• Fragment:
= = = =

Dit artikel analyseert het conflict tussen Rusland en Oekraïne vanuit een ecologisch-pragmatisch perspectief. Waar conventionele benaderingen vertrekken vanuit een statelijke logica van soevereiniteit en territoriale controle, stelt dit artikel dat duurzame veiligheid slechts mogelijk is door wederzijdse afhankelijkheden te erkennen en institutioneel vorm te geven. Ecologisch pragmatisme wordt gedefinieerd als het normatief handelen dat rekening houdt met de ecologische en sociale mogelijkheden, kwetsbaarheden en noodzakelijkheden van bevolkingen en hun niches, met als doel een duurzaam evenwicht te bereiken. Deze benadering sluit aan bij de commons-traditie van Ostrom en wordt verder ontwikkeld binnen Human2. Het artikel concludeert dat duurzame veiligheid niet kan voortkomen uit militarisering of territoriale herschikking, maar enkel uit institutionele vormen die interdependentie erkennen en gezamenlijk beheren.

 

Methodologisch kader

Dit artikel vertrekt vanuit een ecologisch-pragmatisch perspectief, ontwikkeld binnen Human2. Ecologisch pragmatisme wordt gedefinieerd als: het stellen van sociaal-politieke handelingen die, rekening houdend met de sociale en ecologische mogelijkheden, kwetsbaarheden en noodzakelijkheden van ecologische niches en hun bevolkingen, gericht zijn op het bereiken van een duurzaam evenwicht. Deze benadering sluit aan bij de traditie van commons zoals ontwikkeld door Elinor Ostrom (1990) en is verder verfijnd in een reeks bijdragen waarin ecologische, sociale en culturele interdependenties worden casuïstisch geanalyseerd.

 

Het methodologische uitgangspunt is dat conflicten niet alleen worden begrepen vanuit een statelijke en territoriale logica, maar moeten worden gezien als gelaagde systemen. Het model onderscheidt vier analytische dimensies:

  • Fysiek-ecologische laag – natuurlijke infrastructuren zoals water, bodem, klimaat en geografie.

= = = =

• Bijbehorende gegevens:
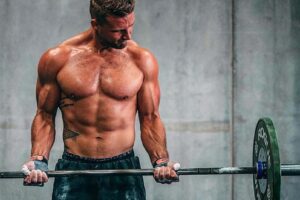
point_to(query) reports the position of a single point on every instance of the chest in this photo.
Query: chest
(117, 77)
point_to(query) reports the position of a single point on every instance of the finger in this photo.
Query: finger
(176, 166)
(161, 173)
(156, 173)
(27, 179)
(25, 170)
(33, 176)
(39, 176)
(44, 177)
(167, 174)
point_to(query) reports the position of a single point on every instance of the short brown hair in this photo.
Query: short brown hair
(99, 9)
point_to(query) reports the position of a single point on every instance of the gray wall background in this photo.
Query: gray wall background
(223, 65)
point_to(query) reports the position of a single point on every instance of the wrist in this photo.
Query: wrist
(160, 162)
(39, 158)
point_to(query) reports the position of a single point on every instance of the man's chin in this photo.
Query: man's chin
(121, 45)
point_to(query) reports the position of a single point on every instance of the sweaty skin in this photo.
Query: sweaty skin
(99, 79)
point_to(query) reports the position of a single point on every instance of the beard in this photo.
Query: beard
(116, 44)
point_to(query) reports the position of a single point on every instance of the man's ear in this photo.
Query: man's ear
(94, 24)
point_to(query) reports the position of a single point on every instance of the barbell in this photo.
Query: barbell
(266, 169)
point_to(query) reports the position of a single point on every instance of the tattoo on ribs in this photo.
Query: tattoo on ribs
(67, 101)
(69, 134)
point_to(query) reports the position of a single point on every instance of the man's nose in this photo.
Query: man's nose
(126, 35)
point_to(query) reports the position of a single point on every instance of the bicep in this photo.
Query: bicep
(47, 96)
(149, 94)
(47, 89)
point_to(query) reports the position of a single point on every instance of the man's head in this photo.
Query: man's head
(112, 21)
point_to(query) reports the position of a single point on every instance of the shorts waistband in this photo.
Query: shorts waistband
(72, 157)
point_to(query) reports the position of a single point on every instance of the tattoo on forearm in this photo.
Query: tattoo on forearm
(62, 104)
(69, 134)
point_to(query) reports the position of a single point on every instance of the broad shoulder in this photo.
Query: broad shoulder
(144, 59)
(52, 61)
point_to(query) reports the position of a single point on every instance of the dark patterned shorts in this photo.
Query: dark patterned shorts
(98, 187)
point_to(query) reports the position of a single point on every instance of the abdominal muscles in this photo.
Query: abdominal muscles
(99, 126)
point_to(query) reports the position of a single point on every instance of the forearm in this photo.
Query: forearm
(42, 134)
(154, 137)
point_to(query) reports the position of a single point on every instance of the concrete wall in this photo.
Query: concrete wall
(223, 64)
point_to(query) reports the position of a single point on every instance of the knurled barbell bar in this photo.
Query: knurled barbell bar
(266, 170)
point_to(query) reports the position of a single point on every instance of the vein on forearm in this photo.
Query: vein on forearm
(154, 136)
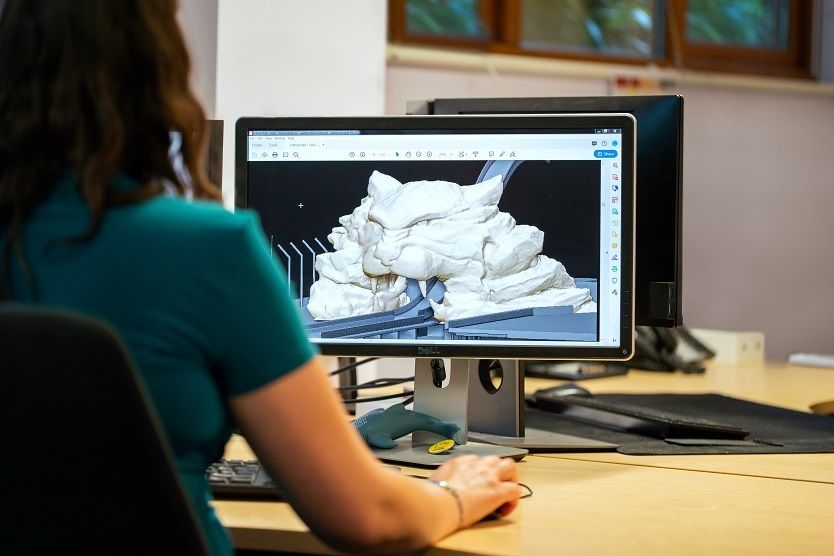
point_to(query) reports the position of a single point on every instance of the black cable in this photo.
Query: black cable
(380, 398)
(375, 383)
(352, 365)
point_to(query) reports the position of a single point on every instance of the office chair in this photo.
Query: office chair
(85, 467)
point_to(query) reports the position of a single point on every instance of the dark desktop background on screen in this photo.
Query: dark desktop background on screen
(304, 200)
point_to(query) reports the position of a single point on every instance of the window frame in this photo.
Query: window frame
(502, 19)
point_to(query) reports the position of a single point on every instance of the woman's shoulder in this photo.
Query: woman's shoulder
(197, 216)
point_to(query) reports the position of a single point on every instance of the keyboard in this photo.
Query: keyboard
(241, 479)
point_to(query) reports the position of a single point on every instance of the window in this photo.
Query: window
(748, 36)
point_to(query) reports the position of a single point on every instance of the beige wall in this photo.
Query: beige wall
(758, 165)
(758, 198)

= = = =

• Doelen:
a) Geef voor elk van de volgende beweringen aan of ze overeenkomt met het fragment over ecologisch pragmatisme. Antwoord telkens met ja of nee en citeer de beslissende woorden letterlijk. (i) Duurzame veiligheid kan volgens het fragment voortkomen uit territoriale herschikking. (ii) De benadering sluit aan bij de commons-traditie van Ostrom. (iii) Het model onderscheidt vijf analytische dimensies.
b) Neem de rijen over vanaf de regel met "beige wall in this photo." tot en met het einde van de rijen, maar zet "cream wall" in plaats van "beige wall". Laat al het andere ongewijzigd.

• De oplossingen:
a)
(i) Nee: "duurzame veiligheid niet kan voortkomen uit militarisering of territoriale herschikking"
(ii) Ja: "Deze benadering sluit aan bij de commons-traditie van Ostrom"
(iii) Nee: "Het model onderscheidt vier analytische dimensies"

b)
point_to(query) reports the position of a single point on every instance of the cream wall in this photo.
Query: cream wall
(758, 165)
(758, 198)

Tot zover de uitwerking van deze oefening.